Exercise directions:
Reproduce the records below exactly as given.

Items:
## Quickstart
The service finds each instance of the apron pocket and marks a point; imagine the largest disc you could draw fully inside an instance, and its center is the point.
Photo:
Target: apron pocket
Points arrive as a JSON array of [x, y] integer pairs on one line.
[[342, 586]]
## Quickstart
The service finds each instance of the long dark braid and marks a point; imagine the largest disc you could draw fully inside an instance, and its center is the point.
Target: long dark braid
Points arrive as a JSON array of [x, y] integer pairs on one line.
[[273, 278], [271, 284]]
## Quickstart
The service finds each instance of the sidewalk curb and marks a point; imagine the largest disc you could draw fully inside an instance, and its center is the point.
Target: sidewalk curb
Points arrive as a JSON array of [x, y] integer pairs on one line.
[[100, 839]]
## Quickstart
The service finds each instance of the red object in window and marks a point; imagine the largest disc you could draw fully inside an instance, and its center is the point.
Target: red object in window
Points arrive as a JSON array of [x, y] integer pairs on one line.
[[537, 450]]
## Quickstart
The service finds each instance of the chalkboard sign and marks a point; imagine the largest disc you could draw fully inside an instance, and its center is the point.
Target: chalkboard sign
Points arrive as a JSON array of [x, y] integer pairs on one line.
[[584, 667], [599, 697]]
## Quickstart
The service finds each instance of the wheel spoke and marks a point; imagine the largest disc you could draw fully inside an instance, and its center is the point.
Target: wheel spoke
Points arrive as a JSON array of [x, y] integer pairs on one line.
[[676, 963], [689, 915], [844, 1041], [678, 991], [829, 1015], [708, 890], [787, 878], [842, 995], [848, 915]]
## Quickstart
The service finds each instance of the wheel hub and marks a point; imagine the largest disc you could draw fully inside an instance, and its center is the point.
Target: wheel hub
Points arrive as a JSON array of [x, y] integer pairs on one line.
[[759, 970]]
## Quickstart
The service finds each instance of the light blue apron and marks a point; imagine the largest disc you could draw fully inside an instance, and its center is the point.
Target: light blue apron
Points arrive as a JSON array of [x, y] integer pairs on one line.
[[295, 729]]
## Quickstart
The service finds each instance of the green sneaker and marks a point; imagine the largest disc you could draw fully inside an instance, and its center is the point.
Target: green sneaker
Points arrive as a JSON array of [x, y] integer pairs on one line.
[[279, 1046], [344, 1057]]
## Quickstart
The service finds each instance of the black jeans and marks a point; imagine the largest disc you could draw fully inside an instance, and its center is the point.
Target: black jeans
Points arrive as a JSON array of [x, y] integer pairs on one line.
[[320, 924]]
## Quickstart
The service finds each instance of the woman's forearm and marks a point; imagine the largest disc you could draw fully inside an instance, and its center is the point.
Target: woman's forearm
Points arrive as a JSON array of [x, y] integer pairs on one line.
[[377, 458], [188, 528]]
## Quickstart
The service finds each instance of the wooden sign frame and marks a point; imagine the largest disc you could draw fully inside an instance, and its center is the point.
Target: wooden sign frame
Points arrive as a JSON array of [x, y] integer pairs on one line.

Correct response:
## Quickstart
The service finds each instance of the apron pocket and marks a point; imagine the largest disc you could draw fully inside an instance, and its center is the point.
Photo:
Target: apron pocket
Points arrive as a JSON array of [x, y] integer pairs on one line.
[[342, 586]]
## Quickstart
The service finds each instance of the long dark braid and marks a point; imagine the largest disc you could draw fully inside an instance, and its center is the point.
Target: long dark braid
Points arrive as a JSON array of [x, y] integer pairs on one line.
[[273, 278], [271, 284]]
## Quickstart
The service finds each instance of the sidewalk curb and marks a point; imagine the largest disc you could draw fully inside an instance, and its center is the point.
Target: sidewalk curb
Points arrive as a JSON array of [x, y] integer pairs on one line.
[[100, 839]]
## Quickstart
The service finds each instance of the red object in window and marks a point; imagine the largest disc you could draw fully inside an instance, and its center is the point.
Target: red object in window
Points arrive as a JSON array of [x, y] integer pairs on one line.
[[537, 450]]
## Quickstart
The service finds each instance of the chalkboard sign and marks a point; imagine the largest disc you could draw fully inside an instance, and its center is the point.
Target: chalkboard sign
Points arrive as a JSON array of [x, y] integer pairs on one line.
[[584, 667], [599, 697]]
## Quickstart
The service finds each instance of the wheel spoke and marks a point; imagine the largest disc you could draw fully inside an instance, and its center is the point.
Target: wheel spoke
Points arrive as a JSON array of [x, y] integer pairs on one line.
[[676, 963], [689, 915], [844, 1041], [678, 991], [829, 1015], [708, 890], [787, 878], [842, 995], [848, 915]]
## Quickstart
The service finds each instance of the wheel hub and marks a point; imagine the largest disc you could draw fully inside an instance, and its center is the point.
Target: wheel hub
Points arrive as a JSON array of [x, y] integer pairs on one line.
[[759, 970]]
## Quickstart
The service finds each instance of the light blue apron and marks a point; imagine the largest disc you could draw fully inside an instance, and its center is the point.
Target: light blue apron
Points arrive as a JSON array of [x, y] integer pairs on one line.
[[295, 729]]
## Quickstart
The service finds each instance of the green sneaker and marks a point; imagine the largest disc you could draw fully inside an instance, and its center is the point.
Target: green sneaker
Points arrive as a JSON array of [x, y] integer pairs on one line.
[[279, 1046], [344, 1057]]
## Quickstart
The service finds each instance of the black jeans and marks a point; imagine the largest disc you could draw fully inside an instance, and its center is the point.
Target: black jeans
Points arrive as a JSON array of [x, y] integer pairs on one line.
[[320, 924]]
## Quickstart
The service finds each instance of the woman's forearm and marks a point; imagine the largest disc you could draw fully inside an instance, and its center is the point.
Target: woman's forearm
Points arrive as a JSON array of [x, y] integer pairs on one line.
[[377, 458], [188, 528]]
## Quickstart
The service finds each instance of the wooden sign frame and marks a point; imagine the largest disc you could draw fully inside an instance, and its center is the point.
Target: wooden sign frame
Points arrive as a JSON array of [x, y] integer pairs on one line.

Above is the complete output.